» Prompt: Restate the full set of records exactly, without adding or dropping a word.
┌──
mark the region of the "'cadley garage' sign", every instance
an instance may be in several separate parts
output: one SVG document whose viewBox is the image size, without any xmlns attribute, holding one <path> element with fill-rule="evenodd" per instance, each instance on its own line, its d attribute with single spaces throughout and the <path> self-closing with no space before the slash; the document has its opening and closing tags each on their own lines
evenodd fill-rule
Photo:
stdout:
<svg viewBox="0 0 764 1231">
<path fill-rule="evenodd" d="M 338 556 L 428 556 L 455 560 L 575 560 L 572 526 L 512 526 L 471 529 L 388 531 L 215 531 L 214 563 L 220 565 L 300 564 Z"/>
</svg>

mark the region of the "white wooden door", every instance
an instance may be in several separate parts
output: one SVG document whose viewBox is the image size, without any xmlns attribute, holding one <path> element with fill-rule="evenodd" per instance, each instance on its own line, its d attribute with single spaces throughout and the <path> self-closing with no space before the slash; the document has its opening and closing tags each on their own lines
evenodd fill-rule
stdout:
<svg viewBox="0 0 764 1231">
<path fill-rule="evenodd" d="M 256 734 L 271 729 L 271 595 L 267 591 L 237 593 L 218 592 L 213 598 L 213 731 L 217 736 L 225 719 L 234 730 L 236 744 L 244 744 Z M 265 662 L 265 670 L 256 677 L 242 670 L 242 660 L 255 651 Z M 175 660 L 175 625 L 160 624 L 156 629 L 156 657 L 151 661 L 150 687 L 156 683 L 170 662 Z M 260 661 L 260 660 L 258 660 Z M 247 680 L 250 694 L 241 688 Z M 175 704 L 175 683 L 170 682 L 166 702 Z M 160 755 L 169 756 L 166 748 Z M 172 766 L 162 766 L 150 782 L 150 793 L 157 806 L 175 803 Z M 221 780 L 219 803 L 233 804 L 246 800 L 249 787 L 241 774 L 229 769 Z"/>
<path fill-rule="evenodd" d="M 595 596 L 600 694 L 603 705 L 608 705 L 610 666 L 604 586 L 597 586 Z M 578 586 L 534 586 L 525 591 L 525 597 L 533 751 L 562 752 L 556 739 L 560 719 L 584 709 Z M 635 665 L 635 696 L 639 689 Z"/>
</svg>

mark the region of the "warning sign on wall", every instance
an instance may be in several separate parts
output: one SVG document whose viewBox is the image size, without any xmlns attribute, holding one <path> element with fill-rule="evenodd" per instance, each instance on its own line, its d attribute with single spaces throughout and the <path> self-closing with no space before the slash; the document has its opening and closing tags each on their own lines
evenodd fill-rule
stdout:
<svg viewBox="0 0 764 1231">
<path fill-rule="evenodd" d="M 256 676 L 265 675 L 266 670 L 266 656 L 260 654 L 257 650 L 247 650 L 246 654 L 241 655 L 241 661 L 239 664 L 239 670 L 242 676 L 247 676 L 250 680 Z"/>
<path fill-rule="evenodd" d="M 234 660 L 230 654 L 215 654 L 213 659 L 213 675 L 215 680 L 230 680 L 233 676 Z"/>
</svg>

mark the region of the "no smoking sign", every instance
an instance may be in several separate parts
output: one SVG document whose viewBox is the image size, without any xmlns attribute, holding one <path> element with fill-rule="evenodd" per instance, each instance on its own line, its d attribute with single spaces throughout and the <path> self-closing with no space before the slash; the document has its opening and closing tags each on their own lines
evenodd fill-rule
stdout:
└──
» Solution to the exercise:
mark the region of the "'cadley garage' sign", every instance
an instance may be in several separate parts
output: one SVG document whose viewBox is the image size, without any xmlns attribute, holding one <path> element with fill-rule="evenodd" per instance, each instance on its own line, its d attribute with single spaces throughout and the <path> self-closing with no space before the slash; the document has its opening and closing tags each on their own lines
evenodd fill-rule
Photo:
stdout:
<svg viewBox="0 0 764 1231">
<path fill-rule="evenodd" d="M 338 556 L 428 556 L 455 560 L 575 560 L 572 526 L 512 526 L 471 529 L 388 531 L 215 531 L 214 563 L 220 565 L 300 564 Z"/>
</svg>

mark the region of the "white wooden door", every instance
an instance may be in several separate parts
output: one SVG document whose viewBox is the image size, without any xmlns attribute, holding one <path> element with fill-rule="evenodd" per instance, each instance on its own line, its d attribute with single spaces throughout and the <path> self-closing with no space before the slash; the document has its opening and closing tags each on their own lines
evenodd fill-rule
stdout:
<svg viewBox="0 0 764 1231">
<path fill-rule="evenodd" d="M 256 734 L 271 729 L 271 595 L 267 591 L 237 593 L 218 592 L 213 598 L 213 731 L 217 736 L 225 719 L 234 730 L 236 744 L 244 744 Z M 265 662 L 265 670 L 256 677 L 242 670 L 242 660 L 255 651 Z M 175 660 L 175 625 L 160 624 L 156 629 L 156 657 L 151 661 L 150 687 L 156 683 L 170 662 Z M 260 661 L 260 660 L 258 660 Z M 247 680 L 250 694 L 241 688 Z M 175 704 L 175 683 L 170 682 L 166 702 Z M 160 755 L 169 756 L 166 748 Z M 172 766 L 162 766 L 150 782 L 150 793 L 157 806 L 175 803 Z M 221 780 L 219 803 L 233 804 L 246 800 L 249 787 L 241 774 L 229 769 Z"/>
<path fill-rule="evenodd" d="M 595 596 L 600 694 L 603 705 L 608 705 L 610 666 L 604 586 L 597 586 Z M 578 586 L 534 586 L 525 591 L 525 597 L 533 751 L 562 752 L 556 739 L 560 719 L 584 709 Z M 635 665 L 635 696 L 639 689 Z"/>
</svg>

mark the region of the "warning sign on wall", every instance
an instance may be in several separate parts
output: one SVG document whose viewBox is the image size, without any xmlns attribute, holding one <path> element with fill-rule="evenodd" per instance, each instance on its own line, its d attribute with single spaces throughout and the <path> self-closing with no space before the slash; the document has its opening and closing tags each on their own lines
evenodd fill-rule
stdout:
<svg viewBox="0 0 764 1231">
<path fill-rule="evenodd" d="M 256 676 L 265 675 L 266 670 L 266 656 L 260 654 L 257 650 L 247 650 L 246 654 L 241 655 L 241 661 L 239 664 L 239 670 L 242 676 L 247 676 L 250 680 Z"/>
<path fill-rule="evenodd" d="M 234 660 L 230 654 L 215 654 L 213 659 L 213 675 L 215 680 L 230 680 L 233 676 Z"/>
</svg>

mark the region of the "no smoking sign", every instance
an instance may be in several separate parts
output: one SVG document whose viewBox is the image size, without any xmlns attribute, holding one <path> element with fill-rule="evenodd" per instance, each instance on its own line, its d attribute with single spaces throughout and the <path> self-closing with no space before the slash; the document has its opening and closing tags each on their own lines
evenodd fill-rule
stdout:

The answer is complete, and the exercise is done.